• [Excerpts of pointing data]:
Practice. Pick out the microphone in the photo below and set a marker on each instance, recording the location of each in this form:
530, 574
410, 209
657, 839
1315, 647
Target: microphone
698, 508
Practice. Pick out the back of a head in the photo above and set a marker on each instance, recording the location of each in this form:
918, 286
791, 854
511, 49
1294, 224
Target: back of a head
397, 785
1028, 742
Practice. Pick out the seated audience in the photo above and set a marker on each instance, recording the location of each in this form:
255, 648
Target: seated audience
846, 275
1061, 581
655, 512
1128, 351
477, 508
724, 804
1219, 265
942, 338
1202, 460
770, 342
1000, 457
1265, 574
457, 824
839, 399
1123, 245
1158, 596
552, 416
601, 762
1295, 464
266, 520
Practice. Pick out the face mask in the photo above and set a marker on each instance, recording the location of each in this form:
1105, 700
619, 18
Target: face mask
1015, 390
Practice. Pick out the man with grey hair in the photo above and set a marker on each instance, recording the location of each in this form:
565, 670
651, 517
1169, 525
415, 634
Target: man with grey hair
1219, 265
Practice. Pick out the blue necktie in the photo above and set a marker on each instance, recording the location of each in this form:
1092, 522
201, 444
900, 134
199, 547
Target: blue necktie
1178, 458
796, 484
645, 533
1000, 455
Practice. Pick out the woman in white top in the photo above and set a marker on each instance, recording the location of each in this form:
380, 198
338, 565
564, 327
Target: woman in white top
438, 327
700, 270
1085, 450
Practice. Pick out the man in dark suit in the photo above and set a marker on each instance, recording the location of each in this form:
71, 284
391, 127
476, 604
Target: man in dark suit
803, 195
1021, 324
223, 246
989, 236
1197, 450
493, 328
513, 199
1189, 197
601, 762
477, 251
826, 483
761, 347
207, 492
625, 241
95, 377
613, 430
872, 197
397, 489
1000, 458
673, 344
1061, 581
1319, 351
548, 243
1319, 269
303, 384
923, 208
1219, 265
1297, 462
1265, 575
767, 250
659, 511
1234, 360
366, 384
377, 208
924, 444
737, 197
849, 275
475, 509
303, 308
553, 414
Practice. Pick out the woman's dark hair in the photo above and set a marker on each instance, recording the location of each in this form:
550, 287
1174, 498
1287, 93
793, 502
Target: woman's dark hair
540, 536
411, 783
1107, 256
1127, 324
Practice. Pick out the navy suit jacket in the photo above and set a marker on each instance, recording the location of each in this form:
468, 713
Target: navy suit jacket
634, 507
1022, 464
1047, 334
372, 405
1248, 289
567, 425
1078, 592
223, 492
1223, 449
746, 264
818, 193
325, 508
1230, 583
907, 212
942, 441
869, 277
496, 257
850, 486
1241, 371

• [Task brief]:
Please rewrite all the records above, replacing "set a marker" with "place a pin" wherever it occurs and leaving everything else unchanged.

• [Solution]:
Practice. Pick out the microphone in the photo below and place a pin on each instance, recording the location of each in this form:
530, 574
410, 209
657, 839
1315, 647
Target: microphone
698, 508
Practice. Pick out the back of a head in the photo above and place a pin on each instance, recording the location of each in this form:
918, 286
791, 854
511, 49
1294, 224
Target: back of a head
397, 785
1028, 742
Practice. Pick out the seated audience in the photo above and place a pin on each instance, recording the location of each in this form:
255, 648
Target: seated audience
846, 275
1061, 581
655, 512
1128, 351
477, 508
724, 804
1219, 265
942, 338
1202, 460
770, 342
1000, 457
1265, 574
457, 824
839, 399
1123, 245
1158, 596
552, 416
601, 762
1295, 464
266, 520
Practice. Pick out the face mask in the photo above and place a pin on each instance, recording the location of each in this form:
1105, 700
619, 18
Target: face mask
1015, 390
Practice. Pick out the man with grey hair in the photo above and place a pin on each instance, recording the location of each in this form:
565, 670
651, 517
1169, 525
415, 634
Target: man with grey hair
1219, 265
Practice. Pick out the blue necktie in the photo above and place a pin on each instance, recording the location of each in this form:
1092, 522
201, 444
900, 134
199, 547
Target: blue necktie
1178, 458
796, 484
645, 533
1000, 455
Practice. Pick out the woman in white top in the photo above and place a pin on each instance, recording the location of each in this form:
380, 198
338, 565
564, 327
Target: woman in white top
438, 327
700, 270
1085, 450
Practice. Pick out the man in dark suit in the photo above and place a pin on each instance, recording the location of each in this form:
71, 284
391, 127
476, 604
Target: man in dark suit
803, 195
1021, 324
223, 246
989, 236
1197, 450
493, 328
513, 199
1189, 197
601, 762
477, 251
826, 483
761, 347
207, 492
625, 241
95, 377
613, 430
872, 197
397, 489
1000, 458
673, 344
1061, 581
1319, 351
548, 243
1319, 269
303, 384
923, 208
1219, 265
1297, 462
1265, 575
767, 250
659, 511
1234, 360
366, 384
377, 208
924, 444
737, 197
849, 275
475, 509
303, 308
553, 414
Practice. Pick out the woman's dark hair in the photo above and place a pin on each instance, recording the location of each in this form:
550, 287
1174, 498
1287, 93
793, 502
Target: woman's dark hair
540, 536
411, 783
1107, 256
1127, 324
Practice. Pick out the navy suit jacket in the photo above and place a pin on each instance, recording the location of each in this form:
468, 713
Target: navy suit jacket
634, 507
1022, 464
1047, 334
372, 405
1248, 289
567, 425
1078, 592
223, 492
1223, 449
746, 264
818, 193
325, 508
1230, 583
907, 212
942, 441
869, 277
496, 257
850, 486
1241, 371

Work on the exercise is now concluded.